■ Available data ■
----------------

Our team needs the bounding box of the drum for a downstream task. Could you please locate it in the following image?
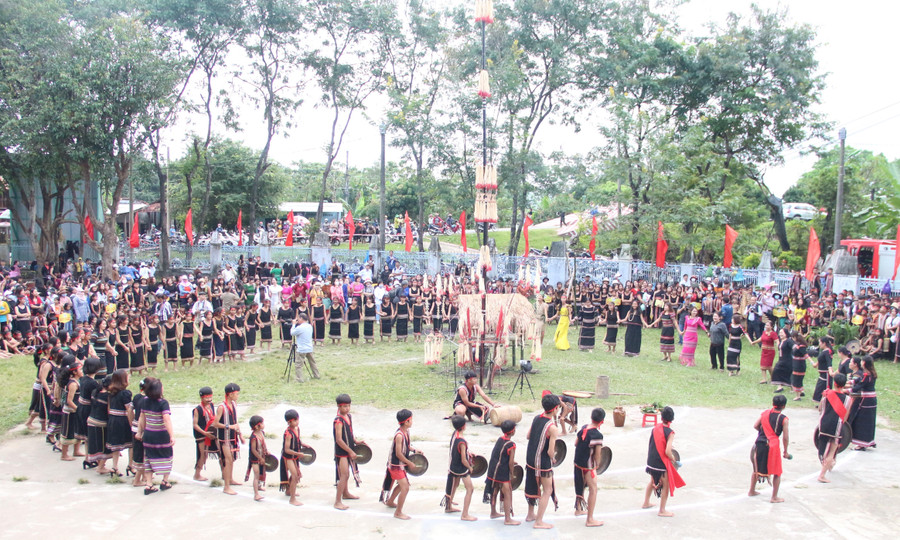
[407,454,428,476]
[472,456,487,478]
[354,443,372,465]
[488,405,522,427]
[813,422,853,455]
[509,465,525,491]
[297,446,316,465]
[597,446,612,476]
[553,439,568,468]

----------------

■ Problem to work on ■
Give the rows above as a two-column CSV with the columns "prompt" and "boxes", one line per row holding its request text and its answer, each in a single quoted field with line breaks replaced by spaces. Leave the pictures out.

■ Problem solution ■
prompt,boxes
"Our team needs the bounding box of the drum for a downstream task. Could you please locate it in the following image?","[407,454,428,476] [472,456,487,478] [354,443,372,465] [488,405,522,427] [813,422,853,455] [509,465,525,491] [297,446,316,465] [597,446,612,476] [553,439,568,468]"